_Extract to read_
Content starts

First (real) post!



Okay, I suppose I should tell you something about myself. Actually, I think I'll tell you about who I was, and maybe a bit about who I am, and why I'm writing this blog at all.

So, last things first, why this blog? Why oh why do the interwebs need another fitness blog? It doesn't, and frankly, I don't care. I'm not really doing this for the interwebs's sake (and thank god for that). This blog is mainly for me, and maybe it will resonate with others, which is completely awesome if true. I hope to use this blog to hammer out the stuff that rolls around in my head when I'm at the gym, or at work, or fixing dinner, or driving, or basically about any time. Process it. Think hard about it. Let other people comment on it, challenge it, push it, whathaveyou. I'm an exhibitionist, not a journalist. I like to think some other folks might enjoy reading what I write. If not, that's cool, thanks for stopping in. That's basically why I'm doing this. Welcome to my brain. Apologies in advance.

I've got all kinds of things going on in my life, and I'm sure some of it will leak over to this blog, but mainly I want this blog to be about my own fitness journey, personal discoveries, ideas, etc. I want a space to really dig into this stuff. Facebook is wholly inappropriate for this--people always take this as showing off/shaming others, which is sad. Fitocracy would seem to be a natural fit, but it's just not structured for longer posts like what I'm hoping to do. Also, I'm not a fitness expert/trainer by any stretch of the imagination, so it also would just feel weird to me to post my vague musings over there. So, new blog was born.

More about me, and maybe a bit of why you may (or may not) be interested in anything I have to say....

Content ends

(Natural-language descriptions of regions)

Content starts

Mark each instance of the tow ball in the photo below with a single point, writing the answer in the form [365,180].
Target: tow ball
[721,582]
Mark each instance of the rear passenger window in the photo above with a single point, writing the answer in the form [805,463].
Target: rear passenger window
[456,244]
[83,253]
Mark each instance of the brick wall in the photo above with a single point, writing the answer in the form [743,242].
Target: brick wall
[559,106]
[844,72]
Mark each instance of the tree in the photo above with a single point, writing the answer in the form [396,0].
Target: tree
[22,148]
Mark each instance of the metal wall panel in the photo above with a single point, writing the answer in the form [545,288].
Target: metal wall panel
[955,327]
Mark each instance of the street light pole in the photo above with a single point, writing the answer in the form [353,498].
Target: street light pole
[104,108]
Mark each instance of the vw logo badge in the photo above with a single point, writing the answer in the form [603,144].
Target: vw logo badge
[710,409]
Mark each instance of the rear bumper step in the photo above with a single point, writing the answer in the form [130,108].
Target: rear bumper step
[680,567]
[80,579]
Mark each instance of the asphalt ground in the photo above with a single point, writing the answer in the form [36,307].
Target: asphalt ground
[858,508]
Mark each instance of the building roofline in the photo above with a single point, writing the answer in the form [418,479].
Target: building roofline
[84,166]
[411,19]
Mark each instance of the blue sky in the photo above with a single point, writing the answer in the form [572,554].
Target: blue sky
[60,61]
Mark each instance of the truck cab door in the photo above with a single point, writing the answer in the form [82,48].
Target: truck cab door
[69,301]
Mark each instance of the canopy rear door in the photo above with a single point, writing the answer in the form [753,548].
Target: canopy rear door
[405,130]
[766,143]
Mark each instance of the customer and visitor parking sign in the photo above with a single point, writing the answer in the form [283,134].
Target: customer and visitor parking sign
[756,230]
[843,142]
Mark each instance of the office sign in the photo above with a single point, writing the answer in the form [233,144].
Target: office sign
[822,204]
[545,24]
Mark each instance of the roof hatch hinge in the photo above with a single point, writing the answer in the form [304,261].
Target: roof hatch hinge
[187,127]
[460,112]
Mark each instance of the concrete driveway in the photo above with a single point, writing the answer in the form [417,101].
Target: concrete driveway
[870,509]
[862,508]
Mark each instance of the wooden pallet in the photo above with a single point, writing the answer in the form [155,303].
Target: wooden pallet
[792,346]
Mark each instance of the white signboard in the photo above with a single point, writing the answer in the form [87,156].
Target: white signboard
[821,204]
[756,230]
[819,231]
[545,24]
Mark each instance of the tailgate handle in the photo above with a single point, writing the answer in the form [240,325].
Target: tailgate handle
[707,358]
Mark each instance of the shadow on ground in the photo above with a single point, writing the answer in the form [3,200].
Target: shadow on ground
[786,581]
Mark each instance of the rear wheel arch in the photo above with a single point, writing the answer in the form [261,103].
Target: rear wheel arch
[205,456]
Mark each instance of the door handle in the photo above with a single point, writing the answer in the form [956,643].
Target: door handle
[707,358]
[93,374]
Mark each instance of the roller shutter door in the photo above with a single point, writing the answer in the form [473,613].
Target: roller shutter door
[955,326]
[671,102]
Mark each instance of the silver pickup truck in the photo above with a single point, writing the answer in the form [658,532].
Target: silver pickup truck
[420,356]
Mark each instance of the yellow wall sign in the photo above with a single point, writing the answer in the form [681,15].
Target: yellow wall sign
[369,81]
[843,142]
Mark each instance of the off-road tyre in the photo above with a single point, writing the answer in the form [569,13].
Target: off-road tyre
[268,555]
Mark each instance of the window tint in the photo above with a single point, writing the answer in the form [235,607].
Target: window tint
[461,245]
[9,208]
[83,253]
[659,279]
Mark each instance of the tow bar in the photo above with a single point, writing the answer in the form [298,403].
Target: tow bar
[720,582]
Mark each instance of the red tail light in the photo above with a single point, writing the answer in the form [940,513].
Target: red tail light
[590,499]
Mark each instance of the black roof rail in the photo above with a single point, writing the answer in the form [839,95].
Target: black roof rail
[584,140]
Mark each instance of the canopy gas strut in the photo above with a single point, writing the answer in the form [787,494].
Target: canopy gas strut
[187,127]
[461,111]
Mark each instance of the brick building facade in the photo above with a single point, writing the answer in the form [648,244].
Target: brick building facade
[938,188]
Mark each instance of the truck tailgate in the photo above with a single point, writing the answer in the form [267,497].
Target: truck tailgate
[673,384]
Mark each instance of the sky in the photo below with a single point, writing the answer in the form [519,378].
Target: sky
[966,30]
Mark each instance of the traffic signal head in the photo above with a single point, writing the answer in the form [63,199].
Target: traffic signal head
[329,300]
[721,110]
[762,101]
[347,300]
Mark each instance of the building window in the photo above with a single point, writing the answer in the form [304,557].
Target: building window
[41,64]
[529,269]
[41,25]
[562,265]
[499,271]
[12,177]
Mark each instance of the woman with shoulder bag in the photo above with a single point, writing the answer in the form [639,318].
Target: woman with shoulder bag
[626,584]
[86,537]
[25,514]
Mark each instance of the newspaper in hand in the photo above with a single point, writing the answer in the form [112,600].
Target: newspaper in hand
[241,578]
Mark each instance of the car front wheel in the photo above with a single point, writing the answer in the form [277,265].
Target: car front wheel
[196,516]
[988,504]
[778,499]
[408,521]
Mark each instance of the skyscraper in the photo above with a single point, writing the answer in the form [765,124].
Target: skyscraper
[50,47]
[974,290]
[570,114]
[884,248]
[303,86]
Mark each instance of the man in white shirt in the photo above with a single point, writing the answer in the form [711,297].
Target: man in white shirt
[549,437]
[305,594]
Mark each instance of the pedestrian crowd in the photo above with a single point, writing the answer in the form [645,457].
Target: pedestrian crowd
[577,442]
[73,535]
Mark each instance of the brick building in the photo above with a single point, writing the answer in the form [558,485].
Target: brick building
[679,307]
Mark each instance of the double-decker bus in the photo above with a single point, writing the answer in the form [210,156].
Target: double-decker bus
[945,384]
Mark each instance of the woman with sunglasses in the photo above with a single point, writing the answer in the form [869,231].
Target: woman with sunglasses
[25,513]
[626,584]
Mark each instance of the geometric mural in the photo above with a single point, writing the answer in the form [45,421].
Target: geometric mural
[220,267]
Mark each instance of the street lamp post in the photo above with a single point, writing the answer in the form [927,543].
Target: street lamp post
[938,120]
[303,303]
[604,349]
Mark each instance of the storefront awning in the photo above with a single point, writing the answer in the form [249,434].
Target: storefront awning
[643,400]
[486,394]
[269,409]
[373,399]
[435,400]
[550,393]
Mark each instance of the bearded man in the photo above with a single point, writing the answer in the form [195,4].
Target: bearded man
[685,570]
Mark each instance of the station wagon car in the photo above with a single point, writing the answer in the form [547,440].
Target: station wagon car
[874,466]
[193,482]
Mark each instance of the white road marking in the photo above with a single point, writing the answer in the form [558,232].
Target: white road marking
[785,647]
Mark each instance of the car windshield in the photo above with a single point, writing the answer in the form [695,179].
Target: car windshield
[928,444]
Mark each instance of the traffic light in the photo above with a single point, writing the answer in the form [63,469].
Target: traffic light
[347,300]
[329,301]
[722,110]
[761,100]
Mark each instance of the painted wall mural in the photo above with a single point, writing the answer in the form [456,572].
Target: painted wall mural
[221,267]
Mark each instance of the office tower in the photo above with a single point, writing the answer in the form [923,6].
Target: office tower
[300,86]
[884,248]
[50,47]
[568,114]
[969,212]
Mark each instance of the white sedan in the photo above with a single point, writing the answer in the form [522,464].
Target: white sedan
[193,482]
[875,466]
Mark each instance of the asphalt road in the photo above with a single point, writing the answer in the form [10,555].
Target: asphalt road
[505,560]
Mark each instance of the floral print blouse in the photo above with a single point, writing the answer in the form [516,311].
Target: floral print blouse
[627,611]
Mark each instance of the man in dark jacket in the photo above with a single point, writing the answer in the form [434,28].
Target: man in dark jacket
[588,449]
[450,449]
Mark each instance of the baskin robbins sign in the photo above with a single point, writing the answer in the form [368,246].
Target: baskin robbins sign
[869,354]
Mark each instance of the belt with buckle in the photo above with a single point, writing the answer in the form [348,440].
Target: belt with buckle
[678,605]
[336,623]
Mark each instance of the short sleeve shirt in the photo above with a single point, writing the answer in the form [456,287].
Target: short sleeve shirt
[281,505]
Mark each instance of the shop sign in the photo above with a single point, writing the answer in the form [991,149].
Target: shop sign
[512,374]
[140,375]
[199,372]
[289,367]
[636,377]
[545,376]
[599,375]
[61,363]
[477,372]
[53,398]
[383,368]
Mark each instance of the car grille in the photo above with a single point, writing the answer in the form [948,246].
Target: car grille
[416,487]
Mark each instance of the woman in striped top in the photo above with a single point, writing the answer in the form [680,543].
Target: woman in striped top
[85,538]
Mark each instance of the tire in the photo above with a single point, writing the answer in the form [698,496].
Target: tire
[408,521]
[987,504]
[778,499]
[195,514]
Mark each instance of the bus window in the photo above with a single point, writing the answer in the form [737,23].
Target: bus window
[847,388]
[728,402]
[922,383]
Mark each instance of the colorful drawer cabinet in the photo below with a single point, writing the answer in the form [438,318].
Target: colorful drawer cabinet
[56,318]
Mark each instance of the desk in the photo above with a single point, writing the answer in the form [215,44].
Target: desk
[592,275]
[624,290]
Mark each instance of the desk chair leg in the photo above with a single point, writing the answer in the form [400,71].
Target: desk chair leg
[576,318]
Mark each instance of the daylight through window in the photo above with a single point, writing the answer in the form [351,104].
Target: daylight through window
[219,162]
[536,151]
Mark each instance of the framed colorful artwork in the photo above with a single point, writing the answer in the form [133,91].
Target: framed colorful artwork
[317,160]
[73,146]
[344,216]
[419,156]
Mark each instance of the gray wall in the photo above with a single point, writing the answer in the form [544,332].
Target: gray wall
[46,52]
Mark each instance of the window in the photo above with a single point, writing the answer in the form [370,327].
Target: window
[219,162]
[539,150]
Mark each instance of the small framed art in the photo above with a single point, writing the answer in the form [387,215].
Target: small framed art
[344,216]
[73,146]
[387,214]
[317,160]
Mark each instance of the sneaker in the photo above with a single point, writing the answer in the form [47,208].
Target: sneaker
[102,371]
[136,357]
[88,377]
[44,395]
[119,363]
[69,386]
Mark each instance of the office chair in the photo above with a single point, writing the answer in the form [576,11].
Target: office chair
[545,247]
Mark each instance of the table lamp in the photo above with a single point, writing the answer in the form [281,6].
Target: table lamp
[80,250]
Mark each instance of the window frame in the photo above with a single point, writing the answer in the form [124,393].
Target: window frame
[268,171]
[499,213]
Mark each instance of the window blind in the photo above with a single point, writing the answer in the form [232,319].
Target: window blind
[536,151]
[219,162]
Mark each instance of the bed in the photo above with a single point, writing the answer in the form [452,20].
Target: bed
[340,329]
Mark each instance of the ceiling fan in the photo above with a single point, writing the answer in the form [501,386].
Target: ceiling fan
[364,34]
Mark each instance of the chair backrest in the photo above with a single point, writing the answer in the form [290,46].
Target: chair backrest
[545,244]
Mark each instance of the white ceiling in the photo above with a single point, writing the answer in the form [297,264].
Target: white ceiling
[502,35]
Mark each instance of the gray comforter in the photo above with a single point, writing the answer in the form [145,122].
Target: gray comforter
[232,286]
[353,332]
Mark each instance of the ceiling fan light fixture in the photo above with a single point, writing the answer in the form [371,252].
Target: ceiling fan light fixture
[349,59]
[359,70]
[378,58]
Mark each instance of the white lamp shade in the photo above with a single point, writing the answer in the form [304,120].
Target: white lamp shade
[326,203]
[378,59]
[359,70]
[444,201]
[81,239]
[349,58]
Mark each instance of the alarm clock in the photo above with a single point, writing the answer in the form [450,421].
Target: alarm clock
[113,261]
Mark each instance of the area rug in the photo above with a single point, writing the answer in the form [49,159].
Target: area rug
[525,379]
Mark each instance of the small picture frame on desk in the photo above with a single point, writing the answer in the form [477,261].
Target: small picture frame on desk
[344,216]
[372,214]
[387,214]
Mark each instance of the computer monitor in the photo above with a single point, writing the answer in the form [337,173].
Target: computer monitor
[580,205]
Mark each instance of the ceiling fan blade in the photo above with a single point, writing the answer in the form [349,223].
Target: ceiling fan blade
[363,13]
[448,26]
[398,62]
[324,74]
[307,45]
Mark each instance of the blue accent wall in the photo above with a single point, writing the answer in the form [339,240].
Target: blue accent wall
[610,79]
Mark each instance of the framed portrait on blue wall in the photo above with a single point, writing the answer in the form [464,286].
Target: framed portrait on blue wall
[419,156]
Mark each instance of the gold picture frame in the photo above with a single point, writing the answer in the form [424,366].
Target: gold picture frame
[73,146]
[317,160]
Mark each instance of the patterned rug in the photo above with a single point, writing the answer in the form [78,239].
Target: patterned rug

Content ends

_Activity A_
Could you copy the passage of the fitness blog post that begins at the words "So, last things" and stops after "Apologies in advance."?
_Activity B_
Can you carry on writing the fitness blog post from its last line?

_Written reply A_
So, last things first, why this blog? Why oh why do the interwebs need another fitness blog? It doesn't, and frankly, I don't care. I'm not really doing this for the interwebs's sake (and thank god for that). This blog is mainly for me, and maybe it will resonate with others, which is completely awesome if true. I hope to use this blog to hammer out the stuff that rolls around in my head when I'm at the gym, or at work, or fixing dinner, or driving, or basically about any time. Process it. Think hard about it. Let other people comment on it, challenge it, push it, whathaveyou. I'm an exhibitionist, not a journalist. I like to think some other folks might enjoy reading what I write. If not, that's cool, thanks for stopping in. That's basically why I'm doing this. Welcome to my brain. Apologies in advance.

_Written reply B_
In the past year, I've gone from around 230lbs (plus or minus, I wasn't exactly hanging out on the scale back then) to 188lbs and falling. I've retained all of my muscle mass, and actually added a bit. I've gone from 50% body fat to 42%, with an ultimate goal of 20%. I'm not starving to death, I pretty much eat what I want (but I pay attention! More later.) I am right now the fittest I've ever been as an adult, and possibly the fittest I've ever been in my life. And believe me, I ain't done.

For my entire life, I've hovered between overweight and obese. Despite who knows how much effort, I have never in my life (from elementary school on) been at a healthy weight. There was a period in grad school when I got within spitting distance of it (more on that later), but that's it. I'm also adopted, and neither of my adoptive parents have ever had any real weight issues. They put me in all sorts of little leagues, gym classes, swim groups, tennis lessons, you name it. Yet somehow, I was always fat. Talk about having the sense that your genetics is out to get you. Probably my biggest mental barrier--one I'm sure I still struggle with--is the feeling that being fat is my physical destiny. I mean, I was in a great environment to be able to ignore whatever my genetic inheritance is, but for my whole life I've felt like it's had me in its grip. If I'm being honest, I've probably never gone full-throttle into a diet and/or exercise regime in my life, because deep down, I always knew it wouldn't matter. Gosh, that's sort of a self-fulfilling prophecy when you look at it on its face, but there you have it.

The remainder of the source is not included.